▶ _Extract_:
Document:

EX-10.2

 

Exhibit 10.2

Compensation Information for Executive Officers

GTx Executive Bonus Compensation Plan

Effective January 1, 2007

Plan Objectives

The objectives of the GTx Executive Bonus Compensation Plan (the “Bonus Plan”) are to:

	 	*	 	provide a link between compensation and performance
	 
	 	*	 	motivate participants to achieve individual and company objectives
	 
	 	*	 	enable the company to attract and retain highly qualified executives

Eligibility

All GTx executive officers (defined as officers who are vice presidents or above within the
organization) to participate in the Bonus Plan for each performance year (which, for purposes
hereof, will be the company’s calendar year commencing with the calendar year 2007), subject to the
following exceptions:

     *Executive officers who receive a performance rating by his or her superior (or, for the Chief
Executive Officer (CEO), a rating by the Compensation Committee) of less than 3 on his or her
annual performance evaluation, where 5 is considered the highest and 1 is the lowest, are not
eligible for a bonus award for that calendar year regardless of whether he or she obtained the
Bonus Plan objectives established at the beginning of the performance year for the executive.

     *Executive officers whose initial hire date is in November or December of a performance year
first become eligible for a bonus award in the following year.

     *Any executive officer who joins the company before November of the performance year may be
eligible for a prorated bonus award, depending on the length of service during such year, or may be

 

 

eligible for a full bonus award for the performance year if the Compensation Committee approves
such an award.

     *Any GTx employee who is elected to serve as an executive officer of the company during a
performance year may be eligible for a full bonus award for the performance year if his or her
Bonus Plan objectives are approved by the Compensation Committee as being sufficiently fair to
evaluate the performance of the newly elected executive officer for such performance year.

Unless terms of an applicable severance plan provide otherwise, a participant whose employment is
terminated (or who notifies the company that he or she intends to terminate his or her employment)
for any reason other than death or disability prior to the payment date (normally in February or
March following the performance year) will not be eligible for a bonus award.

▶ _Exercise 1_:
Change "calendar year" to "fiscal year" in the bonus plan text from "Eligibility" to "for the executive.", and give that portion in full.
▶ _Exercise 2_:
Write the next part of the executive bonus plan, continuing after its final sentence.

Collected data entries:
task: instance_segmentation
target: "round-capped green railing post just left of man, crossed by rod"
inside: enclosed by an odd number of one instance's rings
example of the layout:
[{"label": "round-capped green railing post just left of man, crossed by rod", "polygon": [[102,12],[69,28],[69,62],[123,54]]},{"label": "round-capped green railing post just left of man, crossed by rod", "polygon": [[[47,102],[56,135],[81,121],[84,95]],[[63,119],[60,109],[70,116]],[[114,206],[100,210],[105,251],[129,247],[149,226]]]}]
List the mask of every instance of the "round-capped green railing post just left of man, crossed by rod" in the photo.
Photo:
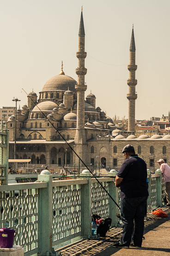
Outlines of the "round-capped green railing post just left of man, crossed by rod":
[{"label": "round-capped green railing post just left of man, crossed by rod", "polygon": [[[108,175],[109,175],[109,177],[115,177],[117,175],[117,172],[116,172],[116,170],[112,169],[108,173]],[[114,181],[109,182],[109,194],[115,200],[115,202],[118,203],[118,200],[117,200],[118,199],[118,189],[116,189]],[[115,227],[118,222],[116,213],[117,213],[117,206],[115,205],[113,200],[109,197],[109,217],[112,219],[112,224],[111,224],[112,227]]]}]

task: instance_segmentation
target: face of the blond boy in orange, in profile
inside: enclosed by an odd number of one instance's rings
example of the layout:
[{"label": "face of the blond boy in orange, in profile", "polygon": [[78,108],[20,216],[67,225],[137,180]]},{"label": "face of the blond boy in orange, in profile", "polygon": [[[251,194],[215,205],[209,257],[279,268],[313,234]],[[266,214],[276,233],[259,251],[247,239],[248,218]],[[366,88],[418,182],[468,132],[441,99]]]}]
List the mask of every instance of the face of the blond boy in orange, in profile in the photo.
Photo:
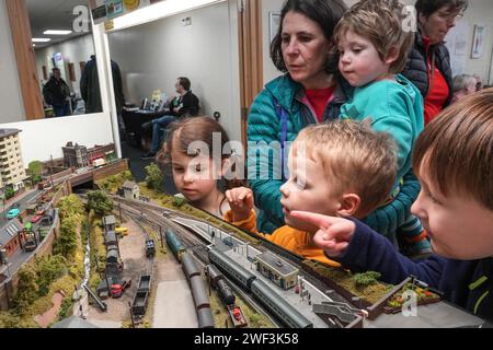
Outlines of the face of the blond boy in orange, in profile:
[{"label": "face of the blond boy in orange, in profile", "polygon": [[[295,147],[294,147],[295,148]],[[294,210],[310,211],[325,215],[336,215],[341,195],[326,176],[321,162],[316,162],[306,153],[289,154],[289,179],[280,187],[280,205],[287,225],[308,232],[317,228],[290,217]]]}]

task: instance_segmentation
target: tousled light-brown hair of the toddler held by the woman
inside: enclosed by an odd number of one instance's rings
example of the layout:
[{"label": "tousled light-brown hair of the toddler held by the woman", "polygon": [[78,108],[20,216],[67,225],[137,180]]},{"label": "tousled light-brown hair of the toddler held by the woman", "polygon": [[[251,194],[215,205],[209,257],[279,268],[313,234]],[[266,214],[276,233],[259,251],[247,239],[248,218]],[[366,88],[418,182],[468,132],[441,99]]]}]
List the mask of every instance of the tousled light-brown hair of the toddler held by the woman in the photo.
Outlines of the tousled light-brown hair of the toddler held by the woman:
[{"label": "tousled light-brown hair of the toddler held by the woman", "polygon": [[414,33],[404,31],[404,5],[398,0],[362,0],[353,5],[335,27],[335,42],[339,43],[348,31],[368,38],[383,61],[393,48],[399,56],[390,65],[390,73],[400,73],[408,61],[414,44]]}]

---

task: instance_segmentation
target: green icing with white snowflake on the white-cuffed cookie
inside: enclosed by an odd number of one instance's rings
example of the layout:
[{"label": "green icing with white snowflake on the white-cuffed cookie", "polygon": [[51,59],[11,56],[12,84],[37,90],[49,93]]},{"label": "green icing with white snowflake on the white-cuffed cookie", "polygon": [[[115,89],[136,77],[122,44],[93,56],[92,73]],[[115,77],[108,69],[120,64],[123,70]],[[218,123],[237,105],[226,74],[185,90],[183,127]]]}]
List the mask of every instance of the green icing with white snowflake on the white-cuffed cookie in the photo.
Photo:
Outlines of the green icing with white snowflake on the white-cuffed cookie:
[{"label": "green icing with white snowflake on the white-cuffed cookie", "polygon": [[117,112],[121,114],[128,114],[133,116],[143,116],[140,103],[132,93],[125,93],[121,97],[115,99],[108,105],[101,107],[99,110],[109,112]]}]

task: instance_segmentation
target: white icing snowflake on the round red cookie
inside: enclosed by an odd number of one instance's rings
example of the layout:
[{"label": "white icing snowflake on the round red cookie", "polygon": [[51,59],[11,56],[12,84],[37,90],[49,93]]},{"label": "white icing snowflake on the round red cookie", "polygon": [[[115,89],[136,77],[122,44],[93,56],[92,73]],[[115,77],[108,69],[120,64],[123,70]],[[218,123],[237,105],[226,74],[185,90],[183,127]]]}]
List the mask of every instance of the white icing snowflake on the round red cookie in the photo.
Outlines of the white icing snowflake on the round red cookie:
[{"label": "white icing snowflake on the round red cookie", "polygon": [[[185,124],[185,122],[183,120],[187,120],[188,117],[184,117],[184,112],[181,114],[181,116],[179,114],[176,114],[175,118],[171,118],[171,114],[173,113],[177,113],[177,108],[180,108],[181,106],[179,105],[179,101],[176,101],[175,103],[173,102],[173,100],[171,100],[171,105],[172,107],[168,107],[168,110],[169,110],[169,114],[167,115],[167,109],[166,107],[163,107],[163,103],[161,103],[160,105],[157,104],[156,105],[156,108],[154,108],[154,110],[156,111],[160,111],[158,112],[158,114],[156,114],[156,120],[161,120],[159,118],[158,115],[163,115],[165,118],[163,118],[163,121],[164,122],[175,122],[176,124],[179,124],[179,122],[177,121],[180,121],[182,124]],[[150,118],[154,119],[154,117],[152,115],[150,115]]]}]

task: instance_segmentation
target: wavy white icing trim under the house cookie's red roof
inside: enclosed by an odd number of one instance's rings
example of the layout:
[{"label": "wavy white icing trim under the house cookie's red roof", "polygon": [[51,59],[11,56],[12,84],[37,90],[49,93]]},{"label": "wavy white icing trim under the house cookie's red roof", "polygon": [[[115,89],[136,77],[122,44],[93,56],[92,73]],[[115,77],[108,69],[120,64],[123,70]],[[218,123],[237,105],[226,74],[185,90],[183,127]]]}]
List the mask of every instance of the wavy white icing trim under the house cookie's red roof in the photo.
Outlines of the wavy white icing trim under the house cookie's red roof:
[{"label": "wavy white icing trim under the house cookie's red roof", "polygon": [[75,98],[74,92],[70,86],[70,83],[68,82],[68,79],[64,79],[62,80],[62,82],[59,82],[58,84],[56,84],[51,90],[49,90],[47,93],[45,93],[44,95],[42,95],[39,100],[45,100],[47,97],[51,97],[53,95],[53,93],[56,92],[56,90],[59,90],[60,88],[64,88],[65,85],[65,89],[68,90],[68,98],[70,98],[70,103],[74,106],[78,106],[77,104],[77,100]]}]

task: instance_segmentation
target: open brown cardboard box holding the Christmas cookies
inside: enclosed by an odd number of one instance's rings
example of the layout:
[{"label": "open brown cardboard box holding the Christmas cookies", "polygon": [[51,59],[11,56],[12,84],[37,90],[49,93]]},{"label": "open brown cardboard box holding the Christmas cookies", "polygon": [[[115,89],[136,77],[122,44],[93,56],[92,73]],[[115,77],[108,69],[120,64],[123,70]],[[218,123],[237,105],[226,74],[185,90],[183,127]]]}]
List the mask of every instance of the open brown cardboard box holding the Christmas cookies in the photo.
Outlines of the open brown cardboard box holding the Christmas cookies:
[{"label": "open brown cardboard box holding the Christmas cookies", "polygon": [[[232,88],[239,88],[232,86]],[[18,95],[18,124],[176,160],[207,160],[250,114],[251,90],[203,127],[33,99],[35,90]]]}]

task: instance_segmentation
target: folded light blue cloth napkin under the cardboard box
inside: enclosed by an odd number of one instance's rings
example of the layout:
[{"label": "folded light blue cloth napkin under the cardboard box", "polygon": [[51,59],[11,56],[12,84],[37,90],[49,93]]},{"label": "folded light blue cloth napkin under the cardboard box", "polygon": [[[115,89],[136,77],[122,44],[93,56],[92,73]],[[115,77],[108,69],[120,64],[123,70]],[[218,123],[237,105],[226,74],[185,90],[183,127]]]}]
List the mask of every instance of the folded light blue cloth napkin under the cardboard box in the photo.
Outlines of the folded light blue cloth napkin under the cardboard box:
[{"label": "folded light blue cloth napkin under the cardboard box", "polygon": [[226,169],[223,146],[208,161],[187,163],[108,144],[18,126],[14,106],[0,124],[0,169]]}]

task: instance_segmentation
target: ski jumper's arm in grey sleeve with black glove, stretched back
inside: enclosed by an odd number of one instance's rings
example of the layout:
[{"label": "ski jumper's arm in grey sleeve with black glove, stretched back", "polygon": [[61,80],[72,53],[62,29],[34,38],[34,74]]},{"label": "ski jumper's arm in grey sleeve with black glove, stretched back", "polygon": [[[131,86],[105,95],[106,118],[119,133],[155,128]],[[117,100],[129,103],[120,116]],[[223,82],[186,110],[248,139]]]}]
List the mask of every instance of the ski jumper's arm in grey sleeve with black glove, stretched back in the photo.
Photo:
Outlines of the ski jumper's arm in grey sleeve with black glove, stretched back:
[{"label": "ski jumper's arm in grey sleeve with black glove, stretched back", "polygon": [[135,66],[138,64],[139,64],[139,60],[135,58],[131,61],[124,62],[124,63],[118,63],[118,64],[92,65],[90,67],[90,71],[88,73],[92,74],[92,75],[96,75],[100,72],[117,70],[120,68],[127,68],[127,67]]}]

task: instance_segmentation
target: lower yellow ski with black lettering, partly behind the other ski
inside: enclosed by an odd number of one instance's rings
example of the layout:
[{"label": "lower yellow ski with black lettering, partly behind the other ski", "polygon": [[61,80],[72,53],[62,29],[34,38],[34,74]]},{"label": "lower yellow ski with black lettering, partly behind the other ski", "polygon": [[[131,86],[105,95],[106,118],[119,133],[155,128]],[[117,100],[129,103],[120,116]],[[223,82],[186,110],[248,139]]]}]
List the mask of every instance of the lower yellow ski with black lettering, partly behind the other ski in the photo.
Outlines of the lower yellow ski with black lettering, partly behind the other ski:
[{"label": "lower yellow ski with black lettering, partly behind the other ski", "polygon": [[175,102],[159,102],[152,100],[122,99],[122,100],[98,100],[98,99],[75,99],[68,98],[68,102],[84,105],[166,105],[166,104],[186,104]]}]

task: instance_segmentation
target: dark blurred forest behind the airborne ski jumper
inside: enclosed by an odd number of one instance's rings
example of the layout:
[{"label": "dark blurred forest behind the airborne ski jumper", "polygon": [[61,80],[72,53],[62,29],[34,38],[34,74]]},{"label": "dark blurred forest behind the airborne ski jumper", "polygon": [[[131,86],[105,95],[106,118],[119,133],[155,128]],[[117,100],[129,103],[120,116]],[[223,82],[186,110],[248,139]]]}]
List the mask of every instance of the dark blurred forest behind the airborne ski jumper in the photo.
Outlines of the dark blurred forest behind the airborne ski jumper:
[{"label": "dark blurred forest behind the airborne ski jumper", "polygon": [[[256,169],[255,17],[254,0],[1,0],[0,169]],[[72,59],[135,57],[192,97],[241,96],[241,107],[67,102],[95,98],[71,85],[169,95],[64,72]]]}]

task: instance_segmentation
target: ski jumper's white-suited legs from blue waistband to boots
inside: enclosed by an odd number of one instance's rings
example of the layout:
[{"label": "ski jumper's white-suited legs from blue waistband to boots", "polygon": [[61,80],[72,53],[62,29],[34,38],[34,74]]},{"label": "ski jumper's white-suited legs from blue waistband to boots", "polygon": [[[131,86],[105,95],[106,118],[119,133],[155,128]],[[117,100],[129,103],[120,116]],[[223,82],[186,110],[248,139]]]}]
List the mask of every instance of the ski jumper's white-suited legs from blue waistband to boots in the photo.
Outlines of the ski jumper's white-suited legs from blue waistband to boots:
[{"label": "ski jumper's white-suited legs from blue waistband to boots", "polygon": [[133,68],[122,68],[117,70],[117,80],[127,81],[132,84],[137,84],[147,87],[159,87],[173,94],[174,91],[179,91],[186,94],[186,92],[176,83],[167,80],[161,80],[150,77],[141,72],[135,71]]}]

▶ _Response area 1_:
Eligibility

All GTx executive officers (defined as officers who are vice presidents or above within the
organization) to participate in the Bonus Plan for each performance year (which, for purposes
hereof, will be the company’s fiscal year commencing with the fiscal year 2007), subject to the
following exceptions:

     *Executive officers who receive a performance rating by his or her superior (or, for the Chief
Executive Officer (CEO), a rating by the Compensation Committee) of less than 3 on his or her
annual performance evaluation, where 5 is considered the highest and 1 is the lowest, are not
eligible for a bonus award for that fiscal year regardless of whether he or she obtained the
Bonus Plan objectives established at the beginning of the performance year for the executive.

▶ _Response area 2_:
Terms and Conditions of Bonus Awards

(a) Pre-Established Performance Goals. Payment of bonus awards shall be based solely
on account of the attainment of one or more pre-established, objective Performance Goals. The
Compensation Committee shall approve one or more objective Performance Goals with respect to each
eligible executive officer in writing not later than 90 days after the commencement of the
performance year for which the Performance Goals relate, provided that the outcome of the
Performance Goals is substantially uncertain at the time of their approval by the Compensation
Committee. Performance Goals shall be based on criteria and objectives that are consistent with the
goals, objectives and strategies of the company and should be designed to reward the executive
officer who achieves his or her Performance Goals for assisting the company in obtaining its goals
and objectives.

(b) Committee Certification. Prior to the payment of any bonus award, the Compensation
Committee shall determine by an affirmative vote of the Compensation Committee that the Performance
Goals were satisfied.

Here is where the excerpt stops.